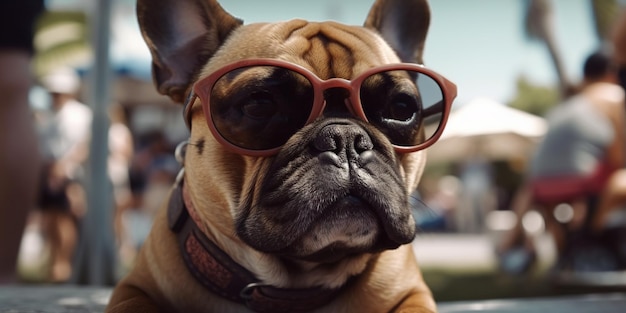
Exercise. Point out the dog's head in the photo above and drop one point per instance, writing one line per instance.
(305, 141)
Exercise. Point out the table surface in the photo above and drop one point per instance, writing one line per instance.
(82, 299)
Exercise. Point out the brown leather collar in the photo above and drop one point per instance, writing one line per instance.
(218, 272)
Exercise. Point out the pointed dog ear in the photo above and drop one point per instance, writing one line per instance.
(182, 35)
(403, 24)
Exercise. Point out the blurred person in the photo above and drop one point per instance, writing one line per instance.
(64, 137)
(19, 159)
(579, 157)
(121, 151)
(152, 171)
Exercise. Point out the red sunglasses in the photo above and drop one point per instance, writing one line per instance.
(254, 106)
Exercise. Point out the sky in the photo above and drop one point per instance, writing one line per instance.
(478, 44)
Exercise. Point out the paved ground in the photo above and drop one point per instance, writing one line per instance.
(79, 299)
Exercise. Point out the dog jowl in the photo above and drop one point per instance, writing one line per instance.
(306, 139)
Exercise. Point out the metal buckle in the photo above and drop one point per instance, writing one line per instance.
(247, 291)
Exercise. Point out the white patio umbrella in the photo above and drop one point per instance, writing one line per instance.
(486, 128)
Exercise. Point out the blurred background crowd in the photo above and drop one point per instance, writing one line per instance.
(506, 204)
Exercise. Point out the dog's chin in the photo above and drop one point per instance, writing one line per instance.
(350, 229)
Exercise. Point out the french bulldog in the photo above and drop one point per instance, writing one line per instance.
(306, 139)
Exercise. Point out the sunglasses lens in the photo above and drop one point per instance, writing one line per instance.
(260, 107)
(407, 106)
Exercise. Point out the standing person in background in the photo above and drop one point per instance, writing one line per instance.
(579, 159)
(19, 158)
(65, 136)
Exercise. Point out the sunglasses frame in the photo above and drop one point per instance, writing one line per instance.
(202, 90)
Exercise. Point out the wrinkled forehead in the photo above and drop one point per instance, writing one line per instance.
(328, 49)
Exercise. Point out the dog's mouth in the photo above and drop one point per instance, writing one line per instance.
(350, 227)
(337, 193)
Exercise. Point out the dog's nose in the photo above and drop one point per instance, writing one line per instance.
(343, 142)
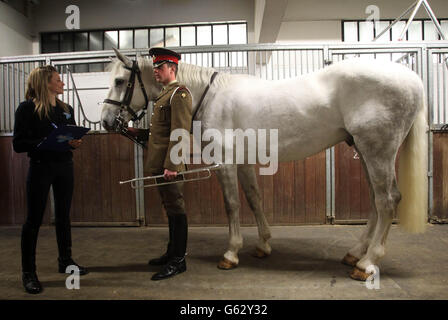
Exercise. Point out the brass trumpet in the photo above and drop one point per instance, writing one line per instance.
(198, 172)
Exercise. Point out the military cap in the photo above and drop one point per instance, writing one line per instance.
(162, 55)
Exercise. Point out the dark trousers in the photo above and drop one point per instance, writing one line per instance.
(172, 198)
(41, 175)
(173, 201)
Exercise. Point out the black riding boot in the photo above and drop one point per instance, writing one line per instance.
(176, 264)
(163, 260)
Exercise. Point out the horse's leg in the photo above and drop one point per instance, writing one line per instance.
(248, 180)
(360, 249)
(381, 169)
(227, 177)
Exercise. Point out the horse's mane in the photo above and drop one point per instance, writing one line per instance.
(187, 73)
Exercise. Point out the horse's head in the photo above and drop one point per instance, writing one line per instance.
(129, 91)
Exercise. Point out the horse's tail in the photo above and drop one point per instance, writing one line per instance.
(413, 177)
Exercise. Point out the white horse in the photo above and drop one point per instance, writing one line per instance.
(378, 106)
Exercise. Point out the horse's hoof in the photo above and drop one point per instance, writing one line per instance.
(226, 264)
(350, 260)
(258, 253)
(358, 274)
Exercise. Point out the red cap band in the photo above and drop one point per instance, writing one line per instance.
(166, 58)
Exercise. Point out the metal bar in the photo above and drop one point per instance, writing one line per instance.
(439, 87)
(395, 21)
(9, 97)
(443, 96)
(106, 224)
(411, 18)
(4, 97)
(434, 19)
(329, 186)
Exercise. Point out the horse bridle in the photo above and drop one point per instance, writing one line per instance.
(126, 102)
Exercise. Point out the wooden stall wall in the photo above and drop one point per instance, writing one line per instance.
(102, 161)
(99, 165)
(13, 172)
(294, 195)
(440, 176)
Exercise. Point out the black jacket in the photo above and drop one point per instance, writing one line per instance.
(30, 130)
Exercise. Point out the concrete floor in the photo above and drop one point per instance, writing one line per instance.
(305, 264)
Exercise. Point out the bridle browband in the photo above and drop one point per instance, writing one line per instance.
(126, 102)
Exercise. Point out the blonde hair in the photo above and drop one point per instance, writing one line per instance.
(37, 90)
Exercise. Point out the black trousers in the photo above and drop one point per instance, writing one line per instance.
(42, 175)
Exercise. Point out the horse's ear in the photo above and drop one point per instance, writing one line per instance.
(127, 61)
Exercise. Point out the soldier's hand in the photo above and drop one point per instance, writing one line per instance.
(169, 175)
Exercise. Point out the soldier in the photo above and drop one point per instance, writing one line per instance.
(172, 110)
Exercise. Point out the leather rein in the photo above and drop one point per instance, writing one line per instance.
(126, 102)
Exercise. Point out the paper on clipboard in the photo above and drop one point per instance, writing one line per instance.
(59, 137)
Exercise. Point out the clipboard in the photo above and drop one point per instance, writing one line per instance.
(59, 137)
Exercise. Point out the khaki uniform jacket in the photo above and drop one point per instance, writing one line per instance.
(165, 118)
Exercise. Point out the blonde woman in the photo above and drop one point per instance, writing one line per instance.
(35, 118)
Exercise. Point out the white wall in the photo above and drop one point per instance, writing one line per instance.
(15, 35)
(320, 21)
(99, 14)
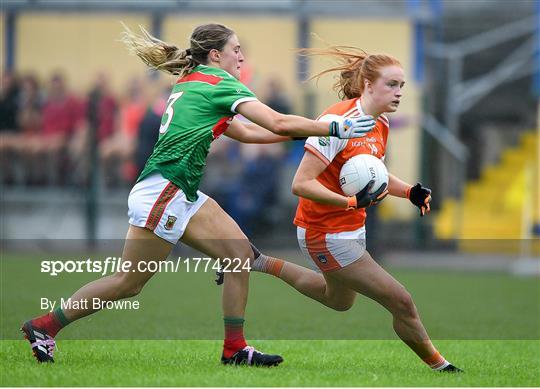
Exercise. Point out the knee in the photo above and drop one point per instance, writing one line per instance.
(125, 287)
(404, 304)
(341, 306)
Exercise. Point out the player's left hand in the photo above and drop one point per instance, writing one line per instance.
(420, 196)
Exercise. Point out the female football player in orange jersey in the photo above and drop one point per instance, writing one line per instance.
(331, 226)
(165, 205)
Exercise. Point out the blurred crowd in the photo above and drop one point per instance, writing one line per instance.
(48, 134)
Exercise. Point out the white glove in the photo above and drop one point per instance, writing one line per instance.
(354, 127)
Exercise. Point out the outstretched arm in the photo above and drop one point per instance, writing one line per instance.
(419, 195)
(252, 133)
(397, 187)
(298, 126)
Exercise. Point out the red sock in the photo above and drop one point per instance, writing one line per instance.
(234, 336)
(49, 323)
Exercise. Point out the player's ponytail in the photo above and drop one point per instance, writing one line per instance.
(160, 55)
(355, 66)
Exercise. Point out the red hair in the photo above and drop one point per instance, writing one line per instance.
(355, 66)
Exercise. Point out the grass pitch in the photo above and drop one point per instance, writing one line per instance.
(487, 324)
(307, 363)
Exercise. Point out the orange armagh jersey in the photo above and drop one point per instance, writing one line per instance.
(334, 152)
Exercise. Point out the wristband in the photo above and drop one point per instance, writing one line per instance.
(333, 128)
(408, 192)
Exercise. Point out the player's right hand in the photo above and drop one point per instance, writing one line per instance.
(364, 199)
(353, 127)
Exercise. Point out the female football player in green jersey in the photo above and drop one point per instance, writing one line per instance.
(165, 204)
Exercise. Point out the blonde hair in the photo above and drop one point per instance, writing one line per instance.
(160, 55)
(355, 66)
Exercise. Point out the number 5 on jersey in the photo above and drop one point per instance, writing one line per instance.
(169, 112)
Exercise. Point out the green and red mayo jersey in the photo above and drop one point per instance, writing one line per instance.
(200, 109)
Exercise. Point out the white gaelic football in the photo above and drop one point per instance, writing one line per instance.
(359, 170)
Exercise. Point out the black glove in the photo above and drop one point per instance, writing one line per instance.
(365, 199)
(420, 196)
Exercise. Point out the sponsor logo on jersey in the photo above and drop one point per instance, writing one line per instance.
(347, 124)
(170, 222)
(322, 258)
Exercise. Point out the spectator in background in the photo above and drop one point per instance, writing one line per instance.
(118, 150)
(276, 96)
(9, 96)
(101, 115)
(30, 106)
(63, 115)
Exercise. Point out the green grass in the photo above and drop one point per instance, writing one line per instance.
(307, 363)
(494, 317)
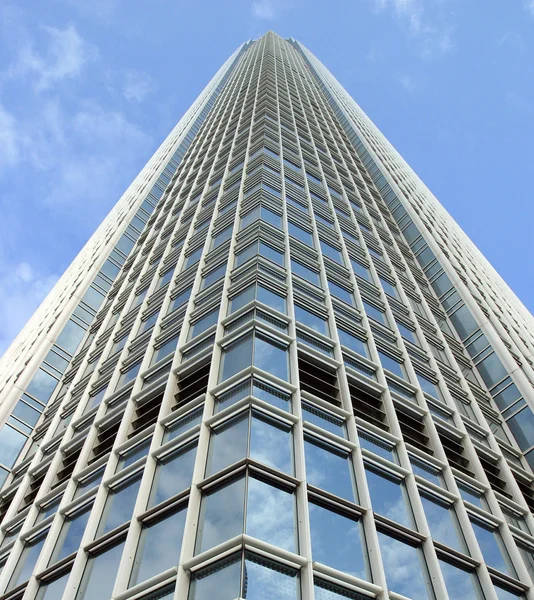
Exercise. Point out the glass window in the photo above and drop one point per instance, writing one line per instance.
(328, 468)
(442, 522)
(300, 234)
(459, 583)
(340, 292)
(100, 573)
(492, 547)
(119, 505)
(173, 474)
(391, 364)
(337, 541)
(71, 535)
(311, 320)
(388, 496)
(404, 567)
(352, 342)
(27, 560)
(306, 274)
(159, 547)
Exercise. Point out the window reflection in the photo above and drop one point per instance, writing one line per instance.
(159, 547)
(388, 496)
(404, 567)
(337, 541)
(328, 468)
(100, 573)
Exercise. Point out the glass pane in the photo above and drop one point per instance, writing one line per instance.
(442, 523)
(228, 444)
(328, 469)
(53, 590)
(387, 497)
(271, 443)
(221, 581)
(404, 567)
(70, 536)
(119, 506)
(459, 584)
(492, 547)
(270, 357)
(236, 357)
(270, 514)
(337, 541)
(159, 547)
(99, 575)
(221, 515)
(173, 474)
(264, 580)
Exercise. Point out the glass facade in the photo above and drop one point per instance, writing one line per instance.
(281, 384)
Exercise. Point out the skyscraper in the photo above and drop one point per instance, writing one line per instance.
(278, 370)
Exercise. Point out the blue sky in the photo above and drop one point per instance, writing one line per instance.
(90, 88)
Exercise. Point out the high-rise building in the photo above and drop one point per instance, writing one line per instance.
(278, 370)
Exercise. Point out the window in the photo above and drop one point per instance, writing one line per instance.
(119, 505)
(261, 294)
(404, 567)
(174, 473)
(251, 434)
(223, 516)
(337, 541)
(261, 351)
(311, 320)
(159, 546)
(100, 573)
(329, 468)
(388, 496)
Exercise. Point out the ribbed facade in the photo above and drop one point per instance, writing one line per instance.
(279, 370)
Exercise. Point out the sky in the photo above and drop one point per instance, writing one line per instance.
(90, 88)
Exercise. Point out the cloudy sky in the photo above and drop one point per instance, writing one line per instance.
(89, 89)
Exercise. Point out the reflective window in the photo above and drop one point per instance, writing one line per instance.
(174, 473)
(337, 541)
(404, 567)
(119, 506)
(442, 522)
(328, 468)
(492, 547)
(159, 547)
(459, 583)
(71, 535)
(388, 496)
(311, 320)
(352, 342)
(99, 575)
(27, 561)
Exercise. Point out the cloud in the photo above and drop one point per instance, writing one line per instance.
(137, 85)
(434, 35)
(264, 9)
(64, 57)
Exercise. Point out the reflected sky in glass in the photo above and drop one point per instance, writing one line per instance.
(459, 583)
(270, 514)
(99, 575)
(173, 475)
(442, 523)
(337, 541)
(159, 547)
(119, 506)
(221, 515)
(403, 568)
(328, 470)
(387, 498)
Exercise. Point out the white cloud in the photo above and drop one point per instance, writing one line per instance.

Challenge: Repeat, with no changes, each line from the one with "Exercise. Point out the window in" to the end of the listing, including both ends and nothing else.

Problem solution:
Exercise. Point out the window in the photo above and drop one point per instance, writing one line per instance.
(119, 505)
(261, 294)
(404, 567)
(174, 473)
(251, 434)
(223, 516)
(337, 541)
(261, 351)
(311, 320)
(159, 546)
(100, 573)
(329, 468)
(388, 496)
Exercise. Point out the ribbed facade in the photo above and drop one point per instance, writing one line per instance.
(279, 370)
Exercise. Point out the sky in the photo above and drop one point per instance, writing one line per instance.
(90, 88)
Exercise. Point out the cloudy sky in the photo above and drop one point per instance, writing one line per instance.
(89, 89)
Exercise. Point out the reflective window in the photo above and drop one point per instance, writing one line per instance.
(174, 473)
(337, 541)
(404, 567)
(119, 506)
(442, 522)
(328, 468)
(492, 547)
(159, 547)
(459, 583)
(71, 535)
(388, 496)
(311, 320)
(352, 342)
(99, 575)
(27, 561)
Exercise. Point out the cloud in the photo above and drop one point per instance, writing one line per instance.
(137, 85)
(434, 35)
(264, 9)
(64, 57)
Exercise. Point out the reflected sky in glass in the photo above and drop one point per instance, writing one line per instance.
(459, 583)
(270, 514)
(99, 575)
(173, 475)
(442, 523)
(337, 541)
(159, 547)
(119, 506)
(221, 515)
(403, 568)
(328, 470)
(387, 498)
Exercise. Point out the white cloud in the photo above and drop one point per instance, writing one line per instance.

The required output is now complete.